## Instructions to follow
Keep every line of the data below that has the string "sample" and present those lines.

## Supplied information
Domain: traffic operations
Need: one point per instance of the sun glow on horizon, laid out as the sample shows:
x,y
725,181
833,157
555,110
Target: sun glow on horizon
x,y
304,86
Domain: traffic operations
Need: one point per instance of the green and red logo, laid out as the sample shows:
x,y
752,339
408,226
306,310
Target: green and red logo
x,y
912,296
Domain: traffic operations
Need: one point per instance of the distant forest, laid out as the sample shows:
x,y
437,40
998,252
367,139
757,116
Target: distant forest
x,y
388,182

---

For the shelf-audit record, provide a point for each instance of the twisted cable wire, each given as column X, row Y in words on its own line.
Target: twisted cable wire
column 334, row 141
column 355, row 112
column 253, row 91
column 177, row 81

...

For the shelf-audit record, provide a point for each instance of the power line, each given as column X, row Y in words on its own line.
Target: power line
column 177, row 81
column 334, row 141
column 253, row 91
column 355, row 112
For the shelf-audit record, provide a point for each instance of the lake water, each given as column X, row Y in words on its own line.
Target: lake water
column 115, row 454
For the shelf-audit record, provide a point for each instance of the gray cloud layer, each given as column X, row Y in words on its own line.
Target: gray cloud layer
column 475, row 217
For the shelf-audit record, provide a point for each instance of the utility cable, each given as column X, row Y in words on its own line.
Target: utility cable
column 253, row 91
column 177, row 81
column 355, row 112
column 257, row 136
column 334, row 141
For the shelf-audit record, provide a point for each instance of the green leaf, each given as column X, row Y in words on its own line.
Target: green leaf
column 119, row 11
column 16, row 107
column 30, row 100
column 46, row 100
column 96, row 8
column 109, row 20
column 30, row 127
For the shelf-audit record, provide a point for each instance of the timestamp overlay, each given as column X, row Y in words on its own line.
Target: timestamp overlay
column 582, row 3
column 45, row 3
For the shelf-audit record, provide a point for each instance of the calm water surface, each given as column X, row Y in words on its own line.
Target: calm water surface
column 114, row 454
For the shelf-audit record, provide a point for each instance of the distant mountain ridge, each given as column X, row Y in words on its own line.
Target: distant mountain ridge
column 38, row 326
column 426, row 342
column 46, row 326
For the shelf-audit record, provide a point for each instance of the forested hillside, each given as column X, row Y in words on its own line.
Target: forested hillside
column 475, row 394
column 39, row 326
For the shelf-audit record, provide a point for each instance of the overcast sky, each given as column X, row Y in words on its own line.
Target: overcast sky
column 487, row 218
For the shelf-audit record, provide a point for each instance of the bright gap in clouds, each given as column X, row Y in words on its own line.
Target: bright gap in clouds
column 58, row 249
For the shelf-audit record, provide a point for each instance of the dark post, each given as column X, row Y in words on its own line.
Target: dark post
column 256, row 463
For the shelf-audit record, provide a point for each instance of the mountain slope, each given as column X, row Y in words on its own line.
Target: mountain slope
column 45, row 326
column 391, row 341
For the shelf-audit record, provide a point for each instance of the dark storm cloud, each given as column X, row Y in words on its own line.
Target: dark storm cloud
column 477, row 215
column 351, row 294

## Response for this exercise
Need: one point per instance of the sun glow on horizon, laid out as the sample shows:
Need: one point per instance of the green and red logo, laid out as the sample shows:
Need: one point per instance of the distant forest, laid out as the sample shows:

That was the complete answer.